Go through the listing and return every line with "window" in it.

-------- Data for this exercise

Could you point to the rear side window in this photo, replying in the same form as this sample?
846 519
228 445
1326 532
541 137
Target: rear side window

----------------

> [Response to this exercise]
Could you point to the rear side window in this photo, replying in the same form as this sample?
Target: rear side window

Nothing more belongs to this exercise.